**WHAT IS BEING ASKED:** Copy the items below word for word, leaving out the picture.
## Start DATA SUPPLIED
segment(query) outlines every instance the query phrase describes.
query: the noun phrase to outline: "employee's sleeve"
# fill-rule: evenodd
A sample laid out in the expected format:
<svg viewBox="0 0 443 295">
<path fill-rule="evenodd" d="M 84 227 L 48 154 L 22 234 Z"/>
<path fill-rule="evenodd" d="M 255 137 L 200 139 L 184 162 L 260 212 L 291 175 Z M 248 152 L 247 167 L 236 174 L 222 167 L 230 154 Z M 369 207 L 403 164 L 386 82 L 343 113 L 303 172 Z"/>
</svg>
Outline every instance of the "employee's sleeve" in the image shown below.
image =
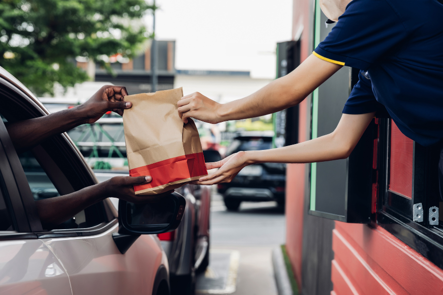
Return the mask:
## End DATA SUPPLIED
**FINISHED EXERCISE:**
segment(query) outlines every instance the query phrase describes.
query: the noun phrase to outline: "employee's sleeve"
# fill-rule: evenodd
A sample laid out in the expected format:
<svg viewBox="0 0 443 295">
<path fill-rule="evenodd" d="M 84 227 L 48 154 L 22 234 Z"/>
<path fill-rule="evenodd" d="M 255 137 L 200 139 L 184 162 L 260 212 L 291 175 Z M 248 152 L 247 167 L 236 174 L 222 167 L 230 154 Z M 369 207 L 403 164 L 386 82 L 343 113 L 303 172 Z"/>
</svg>
Outline every instance of the "employee's sleeve" in the image shown below.
image =
Return the mask:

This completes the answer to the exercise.